[Extracted records]
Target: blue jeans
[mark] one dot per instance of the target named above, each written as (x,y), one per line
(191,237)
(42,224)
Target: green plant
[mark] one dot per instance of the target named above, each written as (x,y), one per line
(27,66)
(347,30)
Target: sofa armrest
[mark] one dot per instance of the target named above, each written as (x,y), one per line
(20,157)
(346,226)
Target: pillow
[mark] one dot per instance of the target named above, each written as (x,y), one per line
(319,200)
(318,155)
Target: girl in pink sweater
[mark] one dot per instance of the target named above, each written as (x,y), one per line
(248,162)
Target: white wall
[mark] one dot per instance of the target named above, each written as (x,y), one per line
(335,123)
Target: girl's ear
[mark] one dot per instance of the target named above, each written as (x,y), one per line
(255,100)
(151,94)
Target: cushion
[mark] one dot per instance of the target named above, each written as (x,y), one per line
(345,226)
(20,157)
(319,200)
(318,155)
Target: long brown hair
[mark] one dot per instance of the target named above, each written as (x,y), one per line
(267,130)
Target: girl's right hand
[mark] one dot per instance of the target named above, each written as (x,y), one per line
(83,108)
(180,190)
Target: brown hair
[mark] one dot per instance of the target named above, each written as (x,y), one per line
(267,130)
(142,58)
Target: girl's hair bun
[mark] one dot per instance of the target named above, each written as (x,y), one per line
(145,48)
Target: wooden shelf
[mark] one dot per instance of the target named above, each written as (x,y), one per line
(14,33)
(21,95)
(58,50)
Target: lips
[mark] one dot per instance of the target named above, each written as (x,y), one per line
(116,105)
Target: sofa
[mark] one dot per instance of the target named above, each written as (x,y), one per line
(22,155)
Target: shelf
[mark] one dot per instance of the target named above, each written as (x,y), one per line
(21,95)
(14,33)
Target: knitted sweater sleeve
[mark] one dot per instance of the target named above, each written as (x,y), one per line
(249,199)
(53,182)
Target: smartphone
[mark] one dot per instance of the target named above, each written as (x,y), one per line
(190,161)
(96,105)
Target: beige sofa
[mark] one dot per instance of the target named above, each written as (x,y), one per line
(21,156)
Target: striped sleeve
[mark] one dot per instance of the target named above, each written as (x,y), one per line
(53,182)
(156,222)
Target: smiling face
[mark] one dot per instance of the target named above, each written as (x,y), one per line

* * *

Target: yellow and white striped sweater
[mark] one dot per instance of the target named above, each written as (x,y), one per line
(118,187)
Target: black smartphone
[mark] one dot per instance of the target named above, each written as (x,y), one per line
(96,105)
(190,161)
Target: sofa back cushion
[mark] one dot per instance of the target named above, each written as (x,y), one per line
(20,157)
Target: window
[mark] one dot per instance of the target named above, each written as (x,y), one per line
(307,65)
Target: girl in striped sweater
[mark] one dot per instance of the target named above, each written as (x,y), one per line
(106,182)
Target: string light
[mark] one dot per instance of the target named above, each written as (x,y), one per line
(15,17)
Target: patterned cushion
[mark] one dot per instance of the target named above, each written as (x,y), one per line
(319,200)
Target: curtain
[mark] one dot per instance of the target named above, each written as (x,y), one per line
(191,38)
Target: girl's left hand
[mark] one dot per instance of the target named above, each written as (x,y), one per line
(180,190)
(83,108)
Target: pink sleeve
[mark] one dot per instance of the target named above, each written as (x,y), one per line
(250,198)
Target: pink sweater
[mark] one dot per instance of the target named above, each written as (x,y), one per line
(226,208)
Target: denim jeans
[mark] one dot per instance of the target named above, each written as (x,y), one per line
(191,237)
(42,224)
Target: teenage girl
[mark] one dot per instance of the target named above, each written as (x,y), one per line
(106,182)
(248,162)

TASK: Find every line of the records above that contains the word "girl" and copy each such line in full.

CORRECT OUTPUT:
Target: girl in pink sweater
Target: girl's ear
Target: girl's right hand
Target: girl's hair bun
Target: girl in striped sweater
Target: girl's left hand
Target: teenage girl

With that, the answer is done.